Tarefa obrigatória a = Com base no excerto sobre a carteira imobiliária da Santa Casa, explique, em uma a três frases, por que razão é necessário investir nessa carteira.

Fonte =
=-=-=
E depois há a componente dos ativos imobiliários. Nenhuma transação se fará em que a contrapartida da venda seja destinada à tesouraria. Todos os montantes que sejam provenientes deste plano de investimento e desinvestimento são exclusivamente para investimento. Ao contrário do que se fez no passado, as vendas não vão alimentar a tesouraria corrente. Depois, a carteira imobiliária é muito grande. Tem alguns ativos que são prédios com uma construção antiga, que exigem manutenção. Estão num estado de degradação muito elevado, têm uma taxa de desocupação de cerca de 43% e, portanto, é preciso investir. Para investir é preciso ter recursos. E, naturalmente, contamos com essas alienações para gerar recursos e um conjunto de rendimentos extraordinários. O que é que se tenta aqui fazer? Criar um círculo virtuoso de desinvestimento para investir. Ninguém pode estar perante uma carteira como a da Santa Casa, de imóveis, muitos deles no centro de Lisboa, todos fechados, sem qualquer uso, alguns com intimações camarárias para fazer obras.
Qual é o valor dos imóveis da Santa Casa?
O valor total da carteira de ativos, incluindo os que são de serviço próprio e os que são de rendimento, é perto de mil milhões de euros.
E que parte é que vai poder ser alienada?
O objetivo são cerca de 80 milhões de euros em alienações, mas muitas delas não são alienações efetivas. Porque também está previsto que uma grande parte desse montante, logo que consigamos atingir os 100 milhões de tesouraria corrente, seja reinvestido na própria carteira. Portanto, há ali um gap entre o momento da venda até ao momento que se volta a investir, mas a carteira vai rodando e, portanto, o valor volta a integrar a carteira e muitos dos ativos até podem vir a ter valorizações significativas pela intervenção que se vai fazer.
Mas é mesmo necessário vender património? Não valeria mais a pena pedir um empréstimo à banca?
=-=-=
Entradas apresentadas =
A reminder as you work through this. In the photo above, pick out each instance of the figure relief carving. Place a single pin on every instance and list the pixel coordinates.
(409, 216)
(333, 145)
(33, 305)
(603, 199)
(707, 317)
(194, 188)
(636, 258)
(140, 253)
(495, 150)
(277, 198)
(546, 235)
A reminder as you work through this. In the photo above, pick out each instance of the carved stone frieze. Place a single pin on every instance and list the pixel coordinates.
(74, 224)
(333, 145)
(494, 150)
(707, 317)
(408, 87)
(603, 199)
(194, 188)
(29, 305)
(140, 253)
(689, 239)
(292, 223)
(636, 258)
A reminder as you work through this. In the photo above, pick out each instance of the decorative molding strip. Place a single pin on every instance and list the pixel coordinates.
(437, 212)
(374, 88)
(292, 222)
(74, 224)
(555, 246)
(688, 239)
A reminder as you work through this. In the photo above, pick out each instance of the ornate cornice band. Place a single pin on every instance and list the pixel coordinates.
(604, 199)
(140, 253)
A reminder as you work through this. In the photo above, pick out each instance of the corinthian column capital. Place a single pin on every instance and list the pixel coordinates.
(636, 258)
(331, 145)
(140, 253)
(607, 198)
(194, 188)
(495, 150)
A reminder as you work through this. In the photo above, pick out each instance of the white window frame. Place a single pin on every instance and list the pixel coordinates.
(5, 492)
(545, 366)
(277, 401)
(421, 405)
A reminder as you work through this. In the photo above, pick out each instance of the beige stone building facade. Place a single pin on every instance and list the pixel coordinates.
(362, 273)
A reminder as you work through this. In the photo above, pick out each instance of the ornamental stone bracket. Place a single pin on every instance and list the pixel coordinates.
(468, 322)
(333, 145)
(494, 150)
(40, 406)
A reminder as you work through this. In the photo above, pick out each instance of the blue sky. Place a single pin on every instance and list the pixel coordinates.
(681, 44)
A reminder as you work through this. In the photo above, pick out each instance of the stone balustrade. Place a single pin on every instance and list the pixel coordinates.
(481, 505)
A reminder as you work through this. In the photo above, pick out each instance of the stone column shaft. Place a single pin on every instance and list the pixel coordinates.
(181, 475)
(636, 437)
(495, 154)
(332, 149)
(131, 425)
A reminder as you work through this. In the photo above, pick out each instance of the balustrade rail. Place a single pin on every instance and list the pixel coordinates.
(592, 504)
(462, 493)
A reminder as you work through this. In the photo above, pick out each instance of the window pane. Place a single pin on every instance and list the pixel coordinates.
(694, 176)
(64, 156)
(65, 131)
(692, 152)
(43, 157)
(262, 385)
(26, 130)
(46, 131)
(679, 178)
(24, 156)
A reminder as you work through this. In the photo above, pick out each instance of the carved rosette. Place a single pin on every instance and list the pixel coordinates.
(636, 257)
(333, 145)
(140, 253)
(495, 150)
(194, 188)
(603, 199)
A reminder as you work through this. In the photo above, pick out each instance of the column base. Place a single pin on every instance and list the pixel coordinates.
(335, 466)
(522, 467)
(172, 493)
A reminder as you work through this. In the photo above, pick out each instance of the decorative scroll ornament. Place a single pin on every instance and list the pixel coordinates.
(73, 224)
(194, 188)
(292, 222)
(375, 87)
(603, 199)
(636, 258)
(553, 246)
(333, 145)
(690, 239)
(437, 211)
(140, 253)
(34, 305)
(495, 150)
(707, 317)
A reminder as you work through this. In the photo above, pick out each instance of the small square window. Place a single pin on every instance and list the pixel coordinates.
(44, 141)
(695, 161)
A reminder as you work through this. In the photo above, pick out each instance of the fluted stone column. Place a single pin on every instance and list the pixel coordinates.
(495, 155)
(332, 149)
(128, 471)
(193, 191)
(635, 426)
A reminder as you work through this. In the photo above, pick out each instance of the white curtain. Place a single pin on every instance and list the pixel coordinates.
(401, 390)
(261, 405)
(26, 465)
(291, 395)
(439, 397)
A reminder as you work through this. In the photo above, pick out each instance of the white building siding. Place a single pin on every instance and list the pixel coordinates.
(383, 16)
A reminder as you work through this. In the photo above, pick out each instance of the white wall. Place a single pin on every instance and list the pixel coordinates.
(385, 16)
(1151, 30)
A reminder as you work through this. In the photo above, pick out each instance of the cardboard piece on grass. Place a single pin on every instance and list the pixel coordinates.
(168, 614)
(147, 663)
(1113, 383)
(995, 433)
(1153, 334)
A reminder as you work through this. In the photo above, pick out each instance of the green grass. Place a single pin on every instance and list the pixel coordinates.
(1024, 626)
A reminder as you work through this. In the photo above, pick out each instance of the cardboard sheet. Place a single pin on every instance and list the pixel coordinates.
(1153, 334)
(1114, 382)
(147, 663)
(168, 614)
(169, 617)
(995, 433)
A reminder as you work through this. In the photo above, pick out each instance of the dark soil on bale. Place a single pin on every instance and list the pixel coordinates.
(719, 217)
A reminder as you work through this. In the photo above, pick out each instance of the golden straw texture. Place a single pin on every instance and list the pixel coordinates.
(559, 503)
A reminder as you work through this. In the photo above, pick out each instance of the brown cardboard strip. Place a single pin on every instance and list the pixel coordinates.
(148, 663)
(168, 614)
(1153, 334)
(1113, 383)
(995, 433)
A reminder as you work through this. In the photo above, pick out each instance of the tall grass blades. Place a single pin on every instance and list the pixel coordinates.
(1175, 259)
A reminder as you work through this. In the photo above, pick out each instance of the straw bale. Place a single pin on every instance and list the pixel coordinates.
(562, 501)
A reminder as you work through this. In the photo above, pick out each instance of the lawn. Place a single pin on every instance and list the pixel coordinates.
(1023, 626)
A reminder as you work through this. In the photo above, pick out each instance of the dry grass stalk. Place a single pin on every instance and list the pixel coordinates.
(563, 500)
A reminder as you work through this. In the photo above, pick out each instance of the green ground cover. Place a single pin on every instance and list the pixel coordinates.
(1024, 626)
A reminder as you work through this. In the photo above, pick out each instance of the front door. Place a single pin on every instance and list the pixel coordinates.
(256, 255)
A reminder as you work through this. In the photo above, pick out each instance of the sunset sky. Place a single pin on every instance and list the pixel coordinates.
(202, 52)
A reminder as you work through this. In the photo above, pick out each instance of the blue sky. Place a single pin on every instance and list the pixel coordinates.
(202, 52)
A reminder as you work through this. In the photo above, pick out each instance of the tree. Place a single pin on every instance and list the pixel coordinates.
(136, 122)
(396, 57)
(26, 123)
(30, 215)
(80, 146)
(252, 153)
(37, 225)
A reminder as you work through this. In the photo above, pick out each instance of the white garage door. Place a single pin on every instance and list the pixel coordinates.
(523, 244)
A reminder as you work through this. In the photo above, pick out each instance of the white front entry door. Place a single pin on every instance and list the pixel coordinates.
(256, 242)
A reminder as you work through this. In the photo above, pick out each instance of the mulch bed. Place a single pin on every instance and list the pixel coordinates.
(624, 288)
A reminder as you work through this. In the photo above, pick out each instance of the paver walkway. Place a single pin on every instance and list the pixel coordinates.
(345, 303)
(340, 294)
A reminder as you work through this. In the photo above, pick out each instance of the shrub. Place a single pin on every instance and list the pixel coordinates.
=-=-=
Tarefa obrigatória b = Duplique as linhas da listagem, desde a linha que contém "of the mulch" até à última linha da listagem, inclusive.

Resposta desenvolvida a = É necessário investir porque a carteira inclui prédios de construção antiga que exigem manutenção, se encontram num estado de degradação muito elevado e têm uma taxa de desocupação de cerca de 43%. Acresce que muitos imóveis, vários deles no centro de Lisboa, estão fechados e sem qualquer uso, e alguns têm intimações camarárias para fazer obras.

Resposta desenvolvida b =
A reminder as you work through this. In the photo above, pick out each instance of the mulch bed. Place a single pin on every instance and list the pixel coordinates.
(624, 288)
A reminder as you work through this. In the photo above, pick out each instance of the paver walkway. Place a single pin on every instance and list the pixel coordinates.
(345, 303)
(340, 294)
A reminder as you work through this. In the photo above, pick out each instance of the shrub. Place a single pin on every instance and list the pixel coordinates.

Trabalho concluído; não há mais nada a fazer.